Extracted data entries
++++
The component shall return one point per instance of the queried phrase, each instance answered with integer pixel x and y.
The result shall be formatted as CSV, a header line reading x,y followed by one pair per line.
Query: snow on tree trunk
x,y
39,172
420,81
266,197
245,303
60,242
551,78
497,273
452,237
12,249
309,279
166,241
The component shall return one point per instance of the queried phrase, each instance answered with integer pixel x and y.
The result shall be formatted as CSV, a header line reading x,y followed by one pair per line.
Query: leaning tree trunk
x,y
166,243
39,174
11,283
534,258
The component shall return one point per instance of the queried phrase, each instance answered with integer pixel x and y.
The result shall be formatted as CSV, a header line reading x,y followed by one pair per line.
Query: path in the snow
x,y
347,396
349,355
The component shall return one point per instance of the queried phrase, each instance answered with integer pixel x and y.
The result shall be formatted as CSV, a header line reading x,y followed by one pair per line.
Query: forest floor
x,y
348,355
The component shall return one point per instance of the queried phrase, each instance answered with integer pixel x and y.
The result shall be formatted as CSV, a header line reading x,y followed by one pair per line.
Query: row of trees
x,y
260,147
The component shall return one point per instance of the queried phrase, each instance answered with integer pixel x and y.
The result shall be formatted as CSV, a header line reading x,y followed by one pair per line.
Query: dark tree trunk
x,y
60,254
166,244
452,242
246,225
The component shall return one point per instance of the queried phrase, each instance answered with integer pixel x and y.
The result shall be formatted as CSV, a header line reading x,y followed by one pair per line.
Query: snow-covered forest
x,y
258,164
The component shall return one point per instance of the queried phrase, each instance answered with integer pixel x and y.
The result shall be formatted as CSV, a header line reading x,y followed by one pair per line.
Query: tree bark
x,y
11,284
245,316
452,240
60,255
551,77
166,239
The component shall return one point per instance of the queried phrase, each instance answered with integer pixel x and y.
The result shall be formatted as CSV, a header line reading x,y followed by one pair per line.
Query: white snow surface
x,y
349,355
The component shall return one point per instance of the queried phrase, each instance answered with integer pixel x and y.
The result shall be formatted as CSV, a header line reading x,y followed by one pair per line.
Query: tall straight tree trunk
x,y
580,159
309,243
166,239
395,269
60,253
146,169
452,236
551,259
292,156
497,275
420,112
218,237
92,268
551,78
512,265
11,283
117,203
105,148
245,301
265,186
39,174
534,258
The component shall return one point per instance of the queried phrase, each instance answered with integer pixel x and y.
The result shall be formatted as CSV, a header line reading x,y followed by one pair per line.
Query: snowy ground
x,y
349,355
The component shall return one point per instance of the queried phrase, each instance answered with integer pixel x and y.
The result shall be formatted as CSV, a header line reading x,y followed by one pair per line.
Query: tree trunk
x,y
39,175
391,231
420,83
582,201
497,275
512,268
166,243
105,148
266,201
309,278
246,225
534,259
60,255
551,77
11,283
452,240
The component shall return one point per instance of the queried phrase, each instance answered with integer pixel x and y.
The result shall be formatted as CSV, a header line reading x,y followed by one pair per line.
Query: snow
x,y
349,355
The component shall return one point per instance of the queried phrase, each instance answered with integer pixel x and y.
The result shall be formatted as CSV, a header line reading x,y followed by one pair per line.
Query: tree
++++
→ **Activity**
Copy all of the data above, character for character.

→ **Finished exercise**
The component shall return one point per instance of the queried phrase, each instance answered with integer pixel x and y.
The result shall be formatted as CSV, a header line reading x,y followed by one pair per line.
Query: snow on tree trunk
x,y
39,172
420,81
266,197
245,303
60,242
551,78
497,273
452,237
12,249
309,279
166,241
The component shall return one point per instance of the queried phrase, each instance answered with integer pixel x and y.
The result shall be formatted as CSV, a header line reading x,y followed by one pair per line.
Query: leaning tree trunk
x,y
166,243
39,174
11,283
534,258
The component shall return one point per instance of the queried phrase, each instance answered with integer pixel x and y.
The result shall be formatted as CSV, a header line reading x,y followed by one pair per line.
Query: path in the snow
x,y
347,396
349,355
The component shall return one point per instance of the queried phrase, each instance answered with integer pixel x and y.
The result shall be formatted as CSV, a header line reading x,y followed by one pair per line.
Query: forest floor
x,y
348,355
The component shall return one point per instance of the queried phrase, each instance answered with integer pixel x and y.
The result shall be formatted as CSV, a header line reading x,y followed by one pair per line.
Query: row of trees
x,y
260,147
The component shall return one point per instance of the queried phrase, each instance answered with integer pixel x and y.
The result shall be formatted as CSV, a header line reading x,y followed by one pair per line.
Query: dark tree trunk
x,y
60,254
166,244
452,242
246,225
The component shall return one point per instance of the queried phrase, each instance answered with integer pixel x and y.
The result shall be formatted as CSV, a header line reading x,y followed by one pair per line.
Query: snow-covered forest
x,y
258,164
The component shall return one point per instance of the queried phrase, each instance answered with integer pixel x and y.
The result shall be formatted as CSV, a header line reading x,y followed by one pair per line.
Query: tree bark
x,y
11,284
245,316
452,240
60,255
551,77
166,239
The component shall return one point per instance of the queried phrase, each instance answered with integer pixel x and y.
The result shall be formatted as CSV, a header line reading x,y followed by one pair per line.
Query: white snow surface
x,y
349,355
The component shall return one point per instance of the queried phrase, each instance answered with integer pixel x and y.
The result shall be formatted as CSV, a header line reading x,y followed by one pair per line.
Query: tall straight tree trunk
x,y
580,159
309,243
166,239
395,269
60,253
146,169
452,236
551,259
292,156
497,275
420,112
218,237
92,268
551,78
512,265
11,283
117,203
105,148
245,301
265,186
39,174
534,258
The component shall return one point per instance of the queried phrase, each instance answered with integer pixel x and y.
The result shall be formatted as CSV, a header line reading x,y followed by one pair per line.
Query: snowy ground
x,y
349,355
The component shall return one point per instance of the queried phrase, each instance answered with integer pixel x and y.
The result shall be formatted as CSV, a header line reading x,y followed by one pair per line.
Query: tree trunk
x,y
39,175
391,231
420,83
582,201
497,275
512,268
166,243
105,148
266,201
309,278
246,225
534,259
60,255
551,77
11,283
452,240
The component shall return one point per instance of the queried phrase, each instance answered with integer pixel x and y.
The result shall be formatted as CSV, a header line reading x,y followed by one pair per line.
Query: snow
x,y
349,355
The component shall return one point per instance of the queried phrase, each instance answered with integer pixel x and y.
The result shall be formatted as CSV, a header line reading x,y followed by one pair per line.
Query: tree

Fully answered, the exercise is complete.